I still remember with radiant clarity the day I stopped going to church. It was an unbelievably bright Sunday morning, light from the window spilling all over the bed I was lying in. There was something about the brightness of that light yoked with an image I had held in my head for many years while I attended Mass like a dumb ox, and suddenly I found myself saying to my wife, "I'm not going to church this morning. I'm not going to Mass anymore." Those words that morning were a declaration of independence. They were also a volley in the ongoing war between my wife and me. She was a Catholic who played by all the rules. She questioned neither church rules nor doctrines; she took everything as a given. Until a few years earlier I had been the same way myself. But that morning I was declaring my independence from those rules that made no sense to me. One of the rules, at least as the nuns in school had given them to us, was that if you deliberately missed Mass, even once, you would go to Hell and burn for all eternity. On that morning in 1967 I stunned myself by deciding to risk Hell. I would no longer go to church, attending a Mass I didn't understand, and depart an hour later no different and no spiritually richer than when I had gone in.

Later, during the years my sons were growing up, I returned to Mass. Ostensibly I did it for them, but I was also going for my own reasons. I had discovered by accident, when my now ex-wife asked me one morning to take the kids to the family program, how interesting the speaker at that program was and how pleasant it was to get to know the other people attending. But beyond these lesser interests was a wish that had been with me from as early as I can remember: a wish for a place that was beyond the relative, beyond [End Page 274] time, beyond doubt, a place of certitude in which Truth existed with a capital T and to which all lesser truths would have to yield.
▬▬▬▬▬▬▬▬▬▬
*WHAT TO WORK ON*:
- a) In the essay about leaving church, what year did the writer stop going to Mass?
- b) Rewrite the part of the essay about leaving church starting with "Later, during the" and going on through "have to yield.", renaming "the kids" to "the children".

Rows from a pointing dataset
▬▬▬▬▬▬▬▬▬▬
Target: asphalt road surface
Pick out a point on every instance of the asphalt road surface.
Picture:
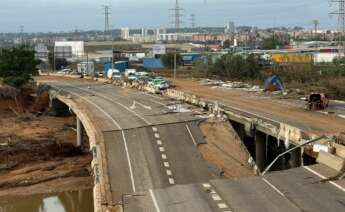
(154, 164)
(287, 191)
(150, 143)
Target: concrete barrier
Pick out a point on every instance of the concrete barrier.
(340, 150)
(333, 161)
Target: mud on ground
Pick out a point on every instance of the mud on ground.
(224, 149)
(37, 154)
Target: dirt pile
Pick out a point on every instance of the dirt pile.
(37, 153)
(224, 149)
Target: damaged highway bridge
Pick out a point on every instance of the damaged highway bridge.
(145, 155)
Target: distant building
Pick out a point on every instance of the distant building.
(144, 32)
(125, 33)
(65, 49)
(41, 52)
(230, 28)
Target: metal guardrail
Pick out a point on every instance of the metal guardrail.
(292, 149)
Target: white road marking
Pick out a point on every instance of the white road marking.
(216, 197)
(129, 161)
(123, 136)
(142, 105)
(191, 135)
(155, 203)
(222, 205)
(272, 186)
(171, 181)
(118, 103)
(206, 185)
(323, 177)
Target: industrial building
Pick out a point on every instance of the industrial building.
(76, 47)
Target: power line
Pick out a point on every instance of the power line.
(106, 19)
(340, 12)
(177, 16)
(192, 20)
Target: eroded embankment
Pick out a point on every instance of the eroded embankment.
(225, 150)
(37, 153)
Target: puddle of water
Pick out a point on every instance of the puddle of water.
(79, 201)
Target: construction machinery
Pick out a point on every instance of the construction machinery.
(317, 101)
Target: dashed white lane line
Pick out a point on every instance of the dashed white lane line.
(171, 181)
(123, 136)
(216, 197)
(323, 177)
(164, 157)
(206, 185)
(191, 135)
(118, 103)
(222, 205)
(155, 203)
(272, 186)
(129, 161)
(166, 164)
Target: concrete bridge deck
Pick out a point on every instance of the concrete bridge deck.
(145, 156)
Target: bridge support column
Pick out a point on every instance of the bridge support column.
(80, 129)
(260, 149)
(296, 158)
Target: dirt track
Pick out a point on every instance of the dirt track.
(309, 121)
(37, 154)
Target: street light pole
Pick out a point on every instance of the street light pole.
(175, 66)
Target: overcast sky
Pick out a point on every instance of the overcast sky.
(66, 15)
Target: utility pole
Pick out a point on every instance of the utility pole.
(21, 31)
(175, 66)
(340, 12)
(177, 16)
(316, 23)
(192, 20)
(107, 13)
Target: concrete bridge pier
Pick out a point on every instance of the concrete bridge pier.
(80, 129)
(260, 150)
(296, 158)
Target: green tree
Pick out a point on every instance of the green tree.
(238, 67)
(168, 60)
(17, 66)
(226, 44)
(274, 42)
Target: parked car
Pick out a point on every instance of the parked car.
(159, 83)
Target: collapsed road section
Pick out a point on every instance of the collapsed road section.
(144, 144)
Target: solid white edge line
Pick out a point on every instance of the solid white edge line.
(323, 177)
(191, 135)
(272, 186)
(129, 161)
(125, 107)
(155, 203)
(123, 136)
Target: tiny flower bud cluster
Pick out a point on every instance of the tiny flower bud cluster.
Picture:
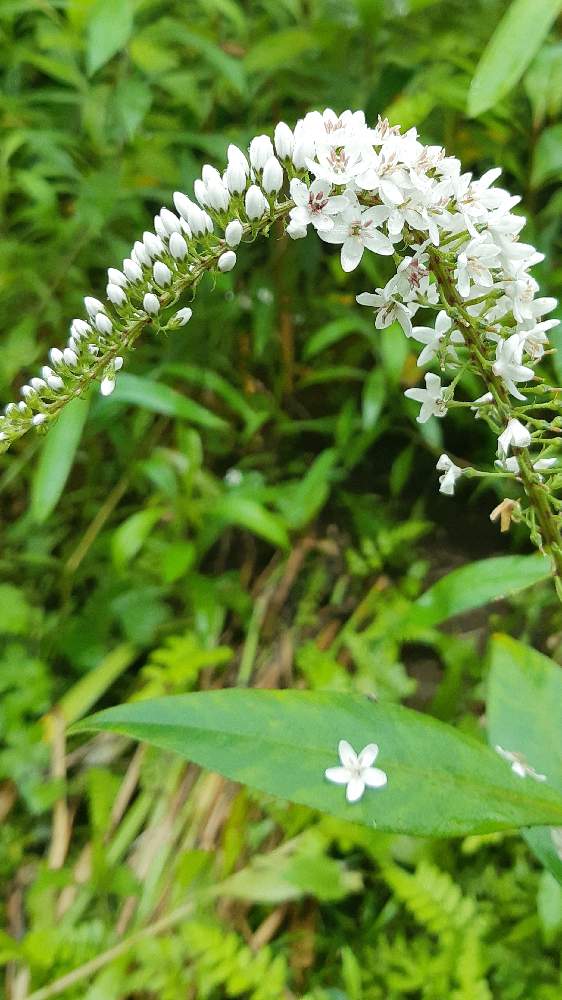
(454, 247)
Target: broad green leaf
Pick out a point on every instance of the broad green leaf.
(478, 583)
(510, 50)
(547, 157)
(159, 398)
(440, 782)
(233, 508)
(524, 713)
(109, 28)
(90, 688)
(56, 459)
(131, 535)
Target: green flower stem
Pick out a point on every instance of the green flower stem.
(537, 493)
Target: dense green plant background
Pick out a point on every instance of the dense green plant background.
(272, 534)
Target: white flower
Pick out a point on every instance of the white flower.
(432, 337)
(151, 304)
(519, 764)
(178, 246)
(356, 771)
(431, 398)
(272, 177)
(508, 366)
(233, 233)
(314, 205)
(162, 273)
(451, 473)
(474, 263)
(227, 261)
(356, 229)
(337, 165)
(514, 436)
(261, 148)
(255, 202)
(388, 307)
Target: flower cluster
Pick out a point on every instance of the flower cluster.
(453, 247)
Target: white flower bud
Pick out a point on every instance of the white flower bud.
(183, 204)
(272, 178)
(79, 328)
(210, 174)
(162, 273)
(153, 244)
(261, 149)
(107, 385)
(132, 269)
(115, 294)
(201, 193)
(284, 141)
(140, 254)
(160, 228)
(227, 261)
(178, 246)
(151, 304)
(255, 202)
(233, 233)
(93, 306)
(218, 195)
(182, 316)
(235, 178)
(103, 323)
(171, 221)
(117, 277)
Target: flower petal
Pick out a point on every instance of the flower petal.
(373, 777)
(355, 790)
(368, 755)
(339, 775)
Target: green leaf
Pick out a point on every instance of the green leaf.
(547, 158)
(524, 713)
(440, 783)
(109, 28)
(159, 398)
(130, 536)
(478, 583)
(511, 48)
(332, 332)
(232, 508)
(56, 459)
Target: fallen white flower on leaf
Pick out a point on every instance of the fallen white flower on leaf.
(356, 771)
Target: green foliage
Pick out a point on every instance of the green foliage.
(272, 416)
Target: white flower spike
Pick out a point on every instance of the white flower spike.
(356, 771)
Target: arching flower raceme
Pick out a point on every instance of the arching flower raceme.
(451, 249)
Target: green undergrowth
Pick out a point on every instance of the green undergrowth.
(277, 534)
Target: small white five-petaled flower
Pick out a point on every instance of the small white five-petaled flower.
(356, 771)
(519, 765)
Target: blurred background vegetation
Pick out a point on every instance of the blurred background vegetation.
(255, 504)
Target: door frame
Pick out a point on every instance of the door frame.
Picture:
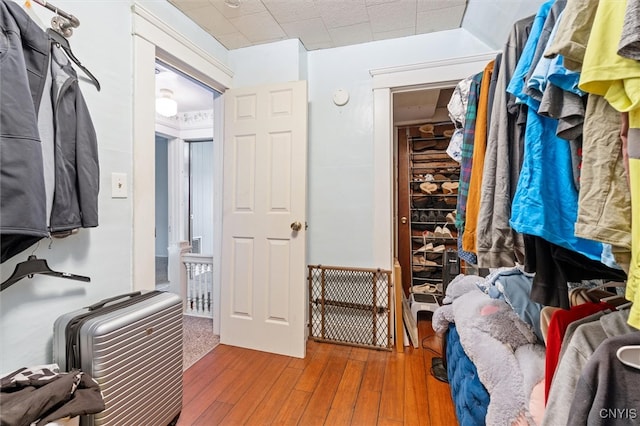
(154, 39)
(385, 82)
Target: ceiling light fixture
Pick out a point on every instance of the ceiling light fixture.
(166, 106)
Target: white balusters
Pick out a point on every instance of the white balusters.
(199, 285)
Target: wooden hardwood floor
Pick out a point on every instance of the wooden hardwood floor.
(333, 385)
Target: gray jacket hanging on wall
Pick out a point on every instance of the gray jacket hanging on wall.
(43, 116)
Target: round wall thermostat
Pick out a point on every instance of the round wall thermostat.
(340, 97)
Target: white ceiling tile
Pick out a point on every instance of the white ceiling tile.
(316, 46)
(424, 5)
(247, 7)
(234, 41)
(338, 13)
(212, 20)
(352, 34)
(310, 31)
(439, 20)
(323, 24)
(374, 2)
(403, 32)
(258, 27)
(189, 4)
(392, 16)
(285, 11)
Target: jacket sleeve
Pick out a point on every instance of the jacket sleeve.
(88, 168)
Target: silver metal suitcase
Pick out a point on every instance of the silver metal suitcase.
(132, 346)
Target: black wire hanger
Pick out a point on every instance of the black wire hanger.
(61, 41)
(33, 266)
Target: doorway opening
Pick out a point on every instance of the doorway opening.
(185, 203)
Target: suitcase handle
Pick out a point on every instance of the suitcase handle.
(103, 302)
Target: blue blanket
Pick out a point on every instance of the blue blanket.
(470, 397)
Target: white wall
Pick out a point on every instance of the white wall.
(277, 62)
(491, 20)
(162, 196)
(28, 309)
(341, 171)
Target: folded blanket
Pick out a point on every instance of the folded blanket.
(510, 364)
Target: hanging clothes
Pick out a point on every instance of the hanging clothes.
(466, 164)
(617, 79)
(545, 203)
(22, 191)
(49, 165)
(497, 244)
(479, 148)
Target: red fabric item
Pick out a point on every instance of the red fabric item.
(558, 324)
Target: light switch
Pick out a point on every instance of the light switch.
(118, 185)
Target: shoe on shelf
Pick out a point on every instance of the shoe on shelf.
(422, 261)
(446, 232)
(451, 217)
(435, 256)
(428, 187)
(427, 130)
(424, 288)
(425, 248)
(438, 249)
(450, 187)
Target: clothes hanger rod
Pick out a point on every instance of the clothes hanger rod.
(73, 21)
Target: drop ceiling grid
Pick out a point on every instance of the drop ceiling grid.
(321, 23)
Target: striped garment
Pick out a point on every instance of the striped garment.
(466, 163)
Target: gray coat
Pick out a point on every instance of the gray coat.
(23, 66)
(26, 212)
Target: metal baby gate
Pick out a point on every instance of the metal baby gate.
(350, 306)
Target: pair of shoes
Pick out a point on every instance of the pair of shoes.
(428, 187)
(450, 187)
(438, 370)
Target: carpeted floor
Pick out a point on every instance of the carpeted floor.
(198, 339)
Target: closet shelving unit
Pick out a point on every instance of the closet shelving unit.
(433, 179)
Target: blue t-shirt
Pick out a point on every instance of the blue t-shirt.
(546, 202)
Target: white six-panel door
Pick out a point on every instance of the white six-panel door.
(263, 288)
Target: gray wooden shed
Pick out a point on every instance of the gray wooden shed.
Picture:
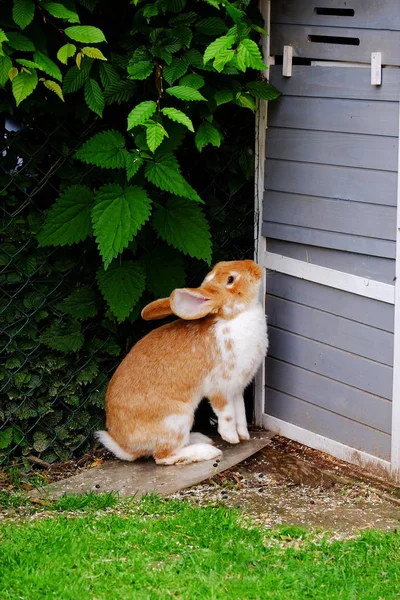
(328, 228)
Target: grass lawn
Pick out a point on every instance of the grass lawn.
(88, 548)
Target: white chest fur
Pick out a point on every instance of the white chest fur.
(242, 344)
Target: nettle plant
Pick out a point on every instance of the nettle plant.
(169, 69)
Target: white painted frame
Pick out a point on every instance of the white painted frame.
(260, 245)
(319, 442)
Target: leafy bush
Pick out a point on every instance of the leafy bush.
(115, 184)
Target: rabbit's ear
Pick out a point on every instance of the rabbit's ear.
(191, 304)
(159, 309)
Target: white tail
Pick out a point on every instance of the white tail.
(105, 438)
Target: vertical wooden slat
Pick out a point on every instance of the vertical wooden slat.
(395, 451)
(260, 241)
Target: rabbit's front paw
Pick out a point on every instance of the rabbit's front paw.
(229, 434)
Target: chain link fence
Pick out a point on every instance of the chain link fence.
(52, 401)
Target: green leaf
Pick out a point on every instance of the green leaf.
(20, 42)
(155, 133)
(66, 52)
(5, 66)
(108, 75)
(122, 285)
(223, 96)
(29, 64)
(141, 112)
(68, 220)
(47, 65)
(85, 33)
(246, 101)
(233, 12)
(74, 79)
(165, 174)
(93, 53)
(184, 93)
(23, 85)
(54, 87)
(140, 70)
(211, 26)
(82, 303)
(223, 57)
(183, 225)
(178, 116)
(133, 163)
(249, 55)
(117, 216)
(207, 134)
(175, 70)
(222, 43)
(151, 10)
(94, 97)
(192, 80)
(65, 337)
(59, 11)
(165, 271)
(23, 12)
(6, 437)
(105, 149)
(263, 90)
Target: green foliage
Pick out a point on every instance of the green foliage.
(183, 225)
(117, 216)
(115, 193)
(68, 221)
(122, 285)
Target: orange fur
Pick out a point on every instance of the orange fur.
(161, 377)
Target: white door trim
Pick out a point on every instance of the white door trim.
(319, 442)
(330, 277)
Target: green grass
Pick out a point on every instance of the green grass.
(170, 549)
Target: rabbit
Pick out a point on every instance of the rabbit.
(212, 350)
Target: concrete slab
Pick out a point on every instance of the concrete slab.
(144, 476)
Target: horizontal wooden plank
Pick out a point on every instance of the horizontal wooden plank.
(338, 332)
(336, 82)
(330, 148)
(368, 14)
(371, 267)
(355, 218)
(330, 425)
(329, 239)
(345, 183)
(336, 364)
(300, 36)
(331, 395)
(350, 306)
(331, 114)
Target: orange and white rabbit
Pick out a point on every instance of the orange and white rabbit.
(212, 351)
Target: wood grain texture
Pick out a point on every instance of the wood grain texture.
(369, 220)
(328, 114)
(371, 40)
(336, 364)
(370, 267)
(338, 397)
(328, 424)
(338, 332)
(331, 148)
(329, 239)
(368, 14)
(336, 82)
(350, 306)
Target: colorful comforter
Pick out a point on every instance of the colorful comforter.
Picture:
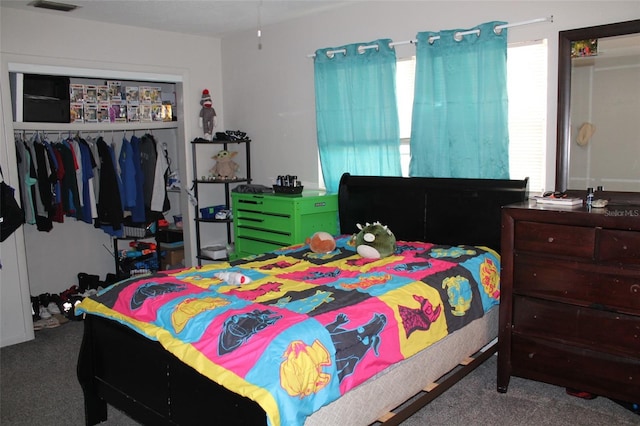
▬▬▬▬▬▬▬▬▬▬
*THE RESPONSES*:
- a) 1967

- b)
Later, during the years my sons were growing up, I returned to Mass. Ostensibly I did it for them, but I was also going for my own reasons. I had discovered by accident, when my now ex-wife asked me one morning to take the children to the family program, how interesting the speaker at that program was and how pleasant it was to get to know the other people attending. But beyond these lesser interests was a wish that had been with me from as early as I can remember: a wish for a place that was beyond the relative, beyond [End Page 274] time, beyond doubt, a place of certitude in which Truth existed with a capital T and to which all lesser truths would have to yield.